### Consigne 1
Reproduisez le passage de l'extrait sur les inégalités sociales qui commence par les mots contenant "Mais à nouveau, cela" et s'achève sur "du toujours plus.".
### Consigne 2
D'après l'extrait sur les inégalités sociales, sur quelle notion l'égalité ne doit-elle pas s'articuler ?

### Texte source

--------------------

Mais à nouveau, cela doit être fait dans une réflexion plus globale. Si vous retouchez 150 euros par an parce qu’on a augmenté les taxes sur certains produits, ce n’est pas cela qui va changer fondamentalement les inégalités. Questionner la question des inégalités sociales dans leur ensemble et ce qu’elles signifient doit être le cœur d’un nouveau projet de société. Il faut redéfinir ce que sont les inégalités environnementales, la croissance, le bien-être… Le projet qui doit émerger doit être un projet forcément égalitaire, mais il ne doit pas conduire à ce que l’on consomme tous de la même façon que les 10 % les plus riches, c’est juste intenable. L’égalité doit s’articuler sur une notion qui n’est pas celle du toujours plus.
Quels devraient être les grands piliers d’un nouveau contrat socio-écologique ?

--------------------

### Données enregistrées
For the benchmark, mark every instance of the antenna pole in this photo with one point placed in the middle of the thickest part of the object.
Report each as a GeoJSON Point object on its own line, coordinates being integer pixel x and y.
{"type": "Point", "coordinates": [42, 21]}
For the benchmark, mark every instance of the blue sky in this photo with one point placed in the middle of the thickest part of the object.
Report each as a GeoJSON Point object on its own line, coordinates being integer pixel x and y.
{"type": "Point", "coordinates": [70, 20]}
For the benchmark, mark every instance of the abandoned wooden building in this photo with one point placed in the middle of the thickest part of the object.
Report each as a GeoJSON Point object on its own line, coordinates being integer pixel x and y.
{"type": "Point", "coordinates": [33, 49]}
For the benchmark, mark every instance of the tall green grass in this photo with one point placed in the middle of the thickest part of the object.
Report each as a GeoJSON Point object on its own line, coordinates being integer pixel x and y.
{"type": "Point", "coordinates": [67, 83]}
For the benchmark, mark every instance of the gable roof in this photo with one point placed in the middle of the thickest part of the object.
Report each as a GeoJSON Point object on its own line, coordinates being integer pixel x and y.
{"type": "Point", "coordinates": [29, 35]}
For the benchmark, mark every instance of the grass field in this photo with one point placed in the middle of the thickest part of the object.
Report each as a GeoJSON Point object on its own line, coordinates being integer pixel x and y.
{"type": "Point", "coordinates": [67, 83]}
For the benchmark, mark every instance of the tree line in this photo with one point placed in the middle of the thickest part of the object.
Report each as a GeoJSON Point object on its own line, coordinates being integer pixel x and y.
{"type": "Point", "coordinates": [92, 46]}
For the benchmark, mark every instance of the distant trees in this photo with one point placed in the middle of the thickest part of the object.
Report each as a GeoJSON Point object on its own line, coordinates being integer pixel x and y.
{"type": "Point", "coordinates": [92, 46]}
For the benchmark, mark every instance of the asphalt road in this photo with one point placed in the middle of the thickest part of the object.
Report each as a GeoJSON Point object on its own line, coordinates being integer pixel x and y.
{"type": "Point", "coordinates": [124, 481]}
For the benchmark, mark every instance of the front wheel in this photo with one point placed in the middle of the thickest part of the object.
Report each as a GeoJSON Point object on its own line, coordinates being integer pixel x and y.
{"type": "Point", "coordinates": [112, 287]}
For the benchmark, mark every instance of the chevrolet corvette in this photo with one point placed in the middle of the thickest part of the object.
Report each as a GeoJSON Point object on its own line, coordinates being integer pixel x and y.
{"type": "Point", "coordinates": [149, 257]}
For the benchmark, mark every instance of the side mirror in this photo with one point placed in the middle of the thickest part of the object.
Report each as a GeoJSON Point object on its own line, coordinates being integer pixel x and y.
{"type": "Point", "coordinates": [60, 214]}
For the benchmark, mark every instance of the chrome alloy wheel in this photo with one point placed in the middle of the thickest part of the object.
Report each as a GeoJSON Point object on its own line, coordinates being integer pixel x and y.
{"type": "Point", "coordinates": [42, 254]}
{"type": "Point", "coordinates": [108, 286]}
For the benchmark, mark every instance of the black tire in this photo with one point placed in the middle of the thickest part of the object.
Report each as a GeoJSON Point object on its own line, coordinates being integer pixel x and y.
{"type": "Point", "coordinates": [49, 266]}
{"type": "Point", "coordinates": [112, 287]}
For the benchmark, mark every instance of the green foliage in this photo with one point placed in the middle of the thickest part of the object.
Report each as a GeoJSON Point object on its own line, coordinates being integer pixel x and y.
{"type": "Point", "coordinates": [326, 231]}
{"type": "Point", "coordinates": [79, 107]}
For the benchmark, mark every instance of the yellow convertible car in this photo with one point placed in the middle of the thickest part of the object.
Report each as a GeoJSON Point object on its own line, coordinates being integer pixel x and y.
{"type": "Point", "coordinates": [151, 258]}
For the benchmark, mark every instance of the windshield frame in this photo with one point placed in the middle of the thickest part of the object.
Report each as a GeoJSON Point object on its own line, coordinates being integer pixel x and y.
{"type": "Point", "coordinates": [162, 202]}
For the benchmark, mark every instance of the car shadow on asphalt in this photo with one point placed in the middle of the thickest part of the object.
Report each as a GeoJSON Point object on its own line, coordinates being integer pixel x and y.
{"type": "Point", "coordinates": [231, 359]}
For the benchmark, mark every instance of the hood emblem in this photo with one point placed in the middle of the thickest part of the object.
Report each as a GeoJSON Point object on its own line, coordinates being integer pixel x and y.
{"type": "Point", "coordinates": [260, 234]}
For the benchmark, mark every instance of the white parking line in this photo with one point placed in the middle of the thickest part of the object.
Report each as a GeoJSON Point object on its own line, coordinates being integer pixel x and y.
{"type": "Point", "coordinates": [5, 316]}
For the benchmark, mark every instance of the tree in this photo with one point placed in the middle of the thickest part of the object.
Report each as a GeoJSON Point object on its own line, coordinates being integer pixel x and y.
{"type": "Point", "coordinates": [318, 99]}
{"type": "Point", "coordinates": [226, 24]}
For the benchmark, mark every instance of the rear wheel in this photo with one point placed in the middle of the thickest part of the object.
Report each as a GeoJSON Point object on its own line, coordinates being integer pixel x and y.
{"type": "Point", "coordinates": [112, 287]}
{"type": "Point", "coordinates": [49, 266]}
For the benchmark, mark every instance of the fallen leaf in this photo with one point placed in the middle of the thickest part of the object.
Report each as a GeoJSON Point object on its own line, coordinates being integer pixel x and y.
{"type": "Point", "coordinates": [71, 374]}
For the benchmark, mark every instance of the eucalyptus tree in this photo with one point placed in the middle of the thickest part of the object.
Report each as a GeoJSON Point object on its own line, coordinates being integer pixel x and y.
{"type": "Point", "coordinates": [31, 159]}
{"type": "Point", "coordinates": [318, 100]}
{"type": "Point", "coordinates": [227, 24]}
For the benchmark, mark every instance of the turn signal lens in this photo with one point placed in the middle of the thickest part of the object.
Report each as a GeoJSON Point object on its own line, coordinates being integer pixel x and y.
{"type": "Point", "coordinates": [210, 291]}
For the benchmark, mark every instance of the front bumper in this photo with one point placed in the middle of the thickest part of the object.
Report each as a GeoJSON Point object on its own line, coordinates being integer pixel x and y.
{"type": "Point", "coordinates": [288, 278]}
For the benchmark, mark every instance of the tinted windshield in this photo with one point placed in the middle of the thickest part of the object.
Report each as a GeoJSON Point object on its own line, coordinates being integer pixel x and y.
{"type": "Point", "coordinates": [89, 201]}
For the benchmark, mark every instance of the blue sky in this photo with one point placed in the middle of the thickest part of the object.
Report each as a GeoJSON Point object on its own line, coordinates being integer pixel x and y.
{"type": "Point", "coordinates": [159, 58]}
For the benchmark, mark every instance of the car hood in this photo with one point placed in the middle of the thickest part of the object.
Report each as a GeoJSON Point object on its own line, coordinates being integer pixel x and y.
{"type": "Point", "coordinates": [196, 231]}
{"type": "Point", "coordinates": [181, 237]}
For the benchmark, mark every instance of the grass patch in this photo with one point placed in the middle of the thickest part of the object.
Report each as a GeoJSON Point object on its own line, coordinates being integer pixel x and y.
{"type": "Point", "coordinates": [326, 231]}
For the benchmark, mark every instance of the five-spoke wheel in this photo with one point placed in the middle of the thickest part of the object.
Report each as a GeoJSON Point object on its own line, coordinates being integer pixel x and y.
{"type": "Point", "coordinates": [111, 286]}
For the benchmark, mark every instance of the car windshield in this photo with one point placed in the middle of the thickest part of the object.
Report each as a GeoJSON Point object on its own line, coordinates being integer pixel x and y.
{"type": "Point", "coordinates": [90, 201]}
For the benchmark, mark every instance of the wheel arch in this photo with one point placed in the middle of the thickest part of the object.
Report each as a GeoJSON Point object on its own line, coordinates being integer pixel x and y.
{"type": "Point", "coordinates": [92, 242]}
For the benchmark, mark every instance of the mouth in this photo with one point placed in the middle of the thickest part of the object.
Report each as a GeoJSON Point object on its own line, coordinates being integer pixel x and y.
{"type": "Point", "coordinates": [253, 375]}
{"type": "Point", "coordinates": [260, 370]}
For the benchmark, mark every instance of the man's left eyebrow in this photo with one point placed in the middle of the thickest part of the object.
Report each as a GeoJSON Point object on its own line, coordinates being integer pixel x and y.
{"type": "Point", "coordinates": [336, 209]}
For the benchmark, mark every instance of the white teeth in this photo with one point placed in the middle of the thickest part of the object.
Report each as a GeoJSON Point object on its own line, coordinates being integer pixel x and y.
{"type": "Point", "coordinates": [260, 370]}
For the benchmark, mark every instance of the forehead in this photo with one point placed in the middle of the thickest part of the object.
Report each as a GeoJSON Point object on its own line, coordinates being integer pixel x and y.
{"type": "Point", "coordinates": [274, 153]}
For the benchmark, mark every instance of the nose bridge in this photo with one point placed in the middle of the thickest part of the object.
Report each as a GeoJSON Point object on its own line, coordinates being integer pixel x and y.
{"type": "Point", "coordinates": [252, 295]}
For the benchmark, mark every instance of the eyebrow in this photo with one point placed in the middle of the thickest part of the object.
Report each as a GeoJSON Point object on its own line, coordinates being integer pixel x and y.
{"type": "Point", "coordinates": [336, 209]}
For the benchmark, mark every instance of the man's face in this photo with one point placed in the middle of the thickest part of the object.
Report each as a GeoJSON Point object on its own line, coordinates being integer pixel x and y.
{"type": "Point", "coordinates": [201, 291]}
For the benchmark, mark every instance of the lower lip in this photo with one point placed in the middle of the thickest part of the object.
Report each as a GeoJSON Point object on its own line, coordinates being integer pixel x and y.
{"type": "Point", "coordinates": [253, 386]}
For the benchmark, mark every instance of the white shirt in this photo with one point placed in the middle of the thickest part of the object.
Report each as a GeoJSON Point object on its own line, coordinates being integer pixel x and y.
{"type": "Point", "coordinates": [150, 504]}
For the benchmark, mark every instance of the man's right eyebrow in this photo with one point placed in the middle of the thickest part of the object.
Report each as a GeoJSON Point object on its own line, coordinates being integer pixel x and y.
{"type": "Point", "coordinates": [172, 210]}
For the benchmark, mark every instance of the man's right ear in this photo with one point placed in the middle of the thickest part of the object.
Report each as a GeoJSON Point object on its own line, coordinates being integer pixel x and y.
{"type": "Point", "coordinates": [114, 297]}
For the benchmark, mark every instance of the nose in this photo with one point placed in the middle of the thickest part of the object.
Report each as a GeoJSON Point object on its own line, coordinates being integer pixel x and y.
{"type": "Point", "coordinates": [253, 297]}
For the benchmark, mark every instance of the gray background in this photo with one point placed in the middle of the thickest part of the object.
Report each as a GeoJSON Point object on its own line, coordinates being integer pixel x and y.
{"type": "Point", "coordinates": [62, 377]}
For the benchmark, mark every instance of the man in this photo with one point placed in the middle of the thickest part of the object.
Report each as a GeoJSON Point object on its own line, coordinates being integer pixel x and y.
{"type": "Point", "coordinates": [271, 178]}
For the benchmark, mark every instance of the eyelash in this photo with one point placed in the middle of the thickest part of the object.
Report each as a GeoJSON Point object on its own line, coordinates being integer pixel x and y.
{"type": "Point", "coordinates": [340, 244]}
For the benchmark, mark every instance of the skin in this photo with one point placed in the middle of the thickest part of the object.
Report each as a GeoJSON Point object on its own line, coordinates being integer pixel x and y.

--------------------

### Réponse 1
Mais à nouveau, cela doit être fait dans une réflexion plus globale. Si vous retouchez 150 euros par an parce qu’on a augmenté les taxes sur certains produits, ce n’est pas cela qui va changer fondamentalement les inégalités. Questionner la question des inégalités sociales dans leur ensemble et ce qu’elles signifient doit être le cœur d’un nouveau projet de société. Il faut redéfinir ce que sont les inégalités environnementales, la croissance, le bien-être… Le projet qui doit émerger doit être un projet forcément égalitaire, mais il ne doit pas conduire à ce que l’on consomme tous de la même façon que les 10 % les plus riches, c’est juste intenable. L’égalité doit s’articuler sur une notion qui n’est pas celle du toujours plus.

### Réponse 2
Sur celle du toujours plus.